● Required work
a) Using the mental health editorial, say whether each statement agrees with it. Give yes or no and quote the words that decide it. (i) One in five U.S. adults experiences a mental illness. (ii) The Mental Health Issue was the second Healthcare Design issue devoted to a single topic. (iii) Planning for the 2020 editorial calendar began about two years before this issue.
b) Pick up the mental health editorial after its final sentence and keep writing.

+++ Page text +++

Mental Health Crisis Looms Amid COVID-19 Pandemic
The statistics you’ll find in the June/July issue of Healthcare Design are sobering. One in five U.S. adults experiences a mental illness; suicide is a leading cause of death for U.S. children; one in eight emergency department visits is associated with mental illness or substance abuse. But—more promising—as a nation, we’re finally starting to respond at a more appropriate scale.
Surging demand has been answered by legislation that broadens behavioral health coverage, as the importance of earlier diagnosis and treatment is recognized—converging factors that are inspiring new projects across the country. It’s a trend that we’ve been watching unfold for some time now.
In fact, it was about a year ago that we began our 2020 editorial planning and decided to do something that would be a first for Healthcare Design: an entire issue dedicated to a single topic. The result of that decision, and a lot of hard work by the editorial team, is the Mental Health Issue making its way to your desk or screen right now.
What we didn’t anticipate a year ago, though, was the global climate in which we’d be publishing this issue. We didn’t know that it would come on the brink of a new mental health crisis. We’re now two-plus months into the COVID-19 pandemic, surpassing 90,000 deaths here in the U.S. alone. The trauma associated with so many factors tied to this state of emergency is only now beginning to be realized.

+++ Raw data +++

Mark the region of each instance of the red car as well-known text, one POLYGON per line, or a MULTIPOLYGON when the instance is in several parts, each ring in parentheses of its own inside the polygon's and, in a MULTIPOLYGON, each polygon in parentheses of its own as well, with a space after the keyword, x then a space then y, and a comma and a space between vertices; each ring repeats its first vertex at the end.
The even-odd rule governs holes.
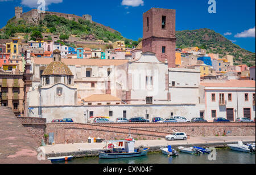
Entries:
POLYGON ((61 123, 64 122, 64 121, 59 119, 55 119, 52 121, 52 123, 61 123))

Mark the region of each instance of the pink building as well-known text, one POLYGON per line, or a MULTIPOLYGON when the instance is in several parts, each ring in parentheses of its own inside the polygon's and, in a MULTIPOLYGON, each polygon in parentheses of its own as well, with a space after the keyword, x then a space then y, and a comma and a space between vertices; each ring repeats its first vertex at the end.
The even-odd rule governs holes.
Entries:
POLYGON ((46 41, 44 42, 43 48, 44 51, 51 52, 52 53, 53 51, 53 41, 46 41))

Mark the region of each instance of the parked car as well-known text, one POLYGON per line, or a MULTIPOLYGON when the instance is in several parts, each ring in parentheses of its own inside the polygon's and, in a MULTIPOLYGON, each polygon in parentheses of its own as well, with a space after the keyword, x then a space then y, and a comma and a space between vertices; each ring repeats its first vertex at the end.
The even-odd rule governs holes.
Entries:
POLYGON ((229 122, 230 121, 230 120, 226 119, 226 118, 223 117, 215 118, 213 119, 213 122, 229 122))
POLYGON ((178 121, 174 118, 167 118, 164 120, 158 121, 158 123, 166 123, 166 122, 177 122, 178 121))
POLYGON ((113 121, 110 121, 107 118, 95 118, 93 119, 93 123, 113 123, 113 121))
POLYGON ((152 118, 152 122, 157 122, 158 121, 163 121, 164 119, 161 117, 154 117, 152 118))
POLYGON ((127 123, 129 122, 129 121, 128 120, 128 119, 125 118, 117 118, 115 119, 116 123, 127 123))
POLYGON ((139 118, 142 118, 143 119, 146 119, 147 121, 147 122, 150 122, 148 119, 145 119, 143 117, 139 117, 139 118))
POLYGON ((208 122, 208 121, 202 118, 193 118, 191 119, 191 122, 208 122))
POLYGON ((174 118, 178 122, 189 122, 190 120, 187 119, 184 117, 182 116, 173 116, 172 118, 174 118))
POLYGON ((184 133, 176 133, 166 136, 166 140, 187 140, 188 137, 184 133))
POLYGON ((52 123, 60 123, 64 122, 64 121, 60 119, 55 119, 52 121, 52 123))
POLYGON ((72 118, 64 118, 63 119, 63 121, 64 122, 68 122, 68 123, 73 123, 74 121, 73 121, 73 119, 72 118))
POLYGON ((250 119, 250 118, 237 118, 237 119, 236 120, 236 122, 253 122, 254 121, 250 119))
POLYGON ((141 117, 134 117, 129 119, 129 122, 146 122, 147 120, 141 117))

+++

● Results
a)
(i) Yes: "One in five U.S. adults experiences a mental illness"
(ii) No: "something that would be a first for Healthcare Design: an entire issue dedicated to a single topic"
(iii) No: "it was about a year ago that we began our 2020 editorial planning"

b)
On May 13, the United Nations (UN) released the policy brief “COVID-19 and the Need for Action on Mental Health,” citing the deep toll the crisis has taken—distress from health worries and social isolation, fear of dying or losing loved ones, economic turmoil from lost income. Additionally, it states, core populations like frontline healthcare workers and first responders have been exposed to numerous stressors, while children and adolescents have had their lives upended due to disrupted education, uncertainty about the future, and family stress. To that end, the UN urges a swift response to minimize the mental health consequences of the pandemic, including widespread availability of services now and in the future.
And in this current reality, our Mental Health Issue isn’t just a celebration of new projects, care models, and operational approaches but inspiration for where we as an industry might go next to help ensure those statistics I mentioned earlier don’t worsen.
There are so many ways healthcare designers can influence and respond to the COVID-19 crisis, and I encourage you to watch HCDmagazine.com for the resources and education we’ve been producing to help inform you along the way. I hope a year from now we start to see the benefit of adding mental health design solutions to that list.